> GOAL OF THE EXERCISE: Copy out every row below, substituting "task" wherever "exercise" appears and keeping everything else unchanged.
--- start RECORD SET ---
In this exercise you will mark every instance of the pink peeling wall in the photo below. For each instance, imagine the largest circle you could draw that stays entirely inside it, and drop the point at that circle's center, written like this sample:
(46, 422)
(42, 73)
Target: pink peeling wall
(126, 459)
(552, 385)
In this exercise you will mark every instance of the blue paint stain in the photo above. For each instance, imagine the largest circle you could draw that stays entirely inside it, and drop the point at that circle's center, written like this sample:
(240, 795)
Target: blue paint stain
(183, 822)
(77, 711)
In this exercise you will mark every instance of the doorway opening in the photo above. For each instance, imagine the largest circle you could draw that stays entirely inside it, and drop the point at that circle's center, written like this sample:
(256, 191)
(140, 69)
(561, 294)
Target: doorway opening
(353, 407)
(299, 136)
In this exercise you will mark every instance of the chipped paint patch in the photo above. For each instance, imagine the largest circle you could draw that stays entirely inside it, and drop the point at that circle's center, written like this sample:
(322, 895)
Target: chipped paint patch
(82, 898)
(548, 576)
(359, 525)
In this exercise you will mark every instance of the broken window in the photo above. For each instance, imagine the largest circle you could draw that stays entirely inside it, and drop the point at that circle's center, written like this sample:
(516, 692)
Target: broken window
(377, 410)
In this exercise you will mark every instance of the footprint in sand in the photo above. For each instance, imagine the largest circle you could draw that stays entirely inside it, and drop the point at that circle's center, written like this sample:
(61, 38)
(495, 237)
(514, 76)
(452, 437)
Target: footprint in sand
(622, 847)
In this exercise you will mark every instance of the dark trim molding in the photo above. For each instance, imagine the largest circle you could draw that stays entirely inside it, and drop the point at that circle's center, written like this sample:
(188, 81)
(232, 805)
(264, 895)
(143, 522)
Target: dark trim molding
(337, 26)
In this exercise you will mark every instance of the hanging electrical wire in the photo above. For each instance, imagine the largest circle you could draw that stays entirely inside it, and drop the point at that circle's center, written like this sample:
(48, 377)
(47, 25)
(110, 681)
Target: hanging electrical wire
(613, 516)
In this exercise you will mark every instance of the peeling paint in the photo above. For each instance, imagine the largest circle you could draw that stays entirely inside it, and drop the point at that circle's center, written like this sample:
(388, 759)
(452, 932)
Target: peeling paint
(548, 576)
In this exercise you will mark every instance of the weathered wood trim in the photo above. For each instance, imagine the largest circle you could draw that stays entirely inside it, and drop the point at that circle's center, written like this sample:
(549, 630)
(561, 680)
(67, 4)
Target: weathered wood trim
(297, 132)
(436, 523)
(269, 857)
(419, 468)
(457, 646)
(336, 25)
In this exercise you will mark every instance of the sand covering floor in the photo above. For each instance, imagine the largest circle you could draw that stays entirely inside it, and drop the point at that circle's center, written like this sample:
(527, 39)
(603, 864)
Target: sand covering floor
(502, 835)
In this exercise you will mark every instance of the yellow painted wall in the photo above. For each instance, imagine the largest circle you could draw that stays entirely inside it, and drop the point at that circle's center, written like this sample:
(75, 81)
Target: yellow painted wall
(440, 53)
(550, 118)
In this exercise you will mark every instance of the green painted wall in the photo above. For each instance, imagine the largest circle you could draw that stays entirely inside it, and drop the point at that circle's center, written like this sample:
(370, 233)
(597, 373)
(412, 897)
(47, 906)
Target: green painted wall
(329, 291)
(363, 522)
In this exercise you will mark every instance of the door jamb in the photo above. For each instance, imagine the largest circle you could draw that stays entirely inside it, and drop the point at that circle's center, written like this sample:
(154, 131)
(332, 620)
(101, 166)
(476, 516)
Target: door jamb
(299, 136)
--- end RECORD SET ---
> RESULT:
In this task you will mark every instance of the pink peeling wall in the photo below. For each instance, imagine the largest circle you could draw that stays entirely inside it, and drop the point at that circle's center, written like this sample:
(46, 422)
(42, 73)
Target: pink peeling wall
(126, 459)
(552, 385)
In this task you will mark every instance of the blue paint stain in the photo above. For each instance, imagine the largest circle you could draw that stays entirely inside it, and drop the point at that circle's center, written like this sample:
(240, 795)
Target: blue paint stain
(183, 822)
(77, 711)
In this task you will mark every instance of the doorway opening in the photo above. For each instance, imagine the largest circle you could draw that stays entirely inside it, and drop the point at that circle's center, written like this sample:
(256, 191)
(140, 69)
(561, 294)
Target: doorway opening
(353, 407)
(299, 136)
In this task you will mark every instance of the chipped paint patch in the photo above. For each instance, imagine the largest circle you could draw that stays entirely inside it, and drop the point at that circle's center, written like this sample:
(322, 895)
Target: chipped paint patch
(82, 898)
(548, 576)
(359, 525)
In this task you will mark every instance of the broken window in the photo above. For each instance, imagine the largest circle you could draw that stays entirely inside it, and drop the point at that circle's center, written like this sample:
(516, 692)
Target: broken window
(377, 410)
In this task you will mark every instance of the footprint in sand in the photo above. For each instance, imagine the largest circle you could draw that stays entirely inside it, and drop the point at that circle's center, written like this sample:
(61, 38)
(495, 237)
(514, 76)
(452, 437)
Target: footprint in sand
(622, 847)
In this task you will mark every instance of the dark trim molding in the photo above. For each instance, imagine the largest circle you could draw that stays entirely inside it, and drop the point at that circle's center, written like this sample:
(188, 81)
(232, 805)
(264, 895)
(143, 522)
Target: dark trim molding
(337, 26)
In this task you will mark every instance of the hanging electrical wire in the photo above. For each instance, imagine the largest circle you could draw that stays entirely inside it, and drop the point at that circle's center, written like this sample:
(48, 377)
(47, 25)
(110, 681)
Target: hanging electrical wire
(613, 516)
In this task you will mark every instance of the peeling paint in the photo above. For each instance, imagine the largest circle you could draw that stays entirely inside it, and drop the point at that circle's center, written like this sample:
(388, 759)
(452, 932)
Target: peeling paint
(548, 576)
In this task you will mark every instance of the weathered wood trim in the photo above. For each instance, imagine the largest circle you could draw that stays entirely inside it, and drop the point at that circle's center, written like this sample:
(549, 630)
(561, 680)
(67, 4)
Target: weathered wood trim
(297, 132)
(436, 523)
(269, 857)
(419, 468)
(457, 646)
(336, 25)
In this task you will mark every instance of the sand covering floor in the photo above. For each instance, imagine the largest circle you could draw that stays entirely inside it, and drop the point at that circle's center, written like this sample:
(527, 39)
(603, 864)
Target: sand covering floor
(502, 835)
In this task you will mark every instance of the yellow painted wall in the photo above. For each instance, imagine the largest circle you could draw that stays entirely inside it, and drop the point at that circle's center, written like this sample:
(75, 81)
Target: yellow painted wall
(440, 53)
(550, 118)
In this task you will mark every instance of the green painted wall in the photo above. For each instance, imagine the largest circle you could draw that stays entirely inside it, and drop the point at that circle's center, written like this sample:
(370, 233)
(597, 373)
(412, 897)
(47, 906)
Target: green painted wall
(329, 291)
(363, 522)
In this task you will mark every instance of the door jamb in the photo above. For each instance, imagine the largest circle you could draw that stays entirely inside it, and drop the point at that circle's center, written like this sample:
(154, 131)
(332, 620)
(101, 166)
(476, 516)
Target: door jamb
(299, 136)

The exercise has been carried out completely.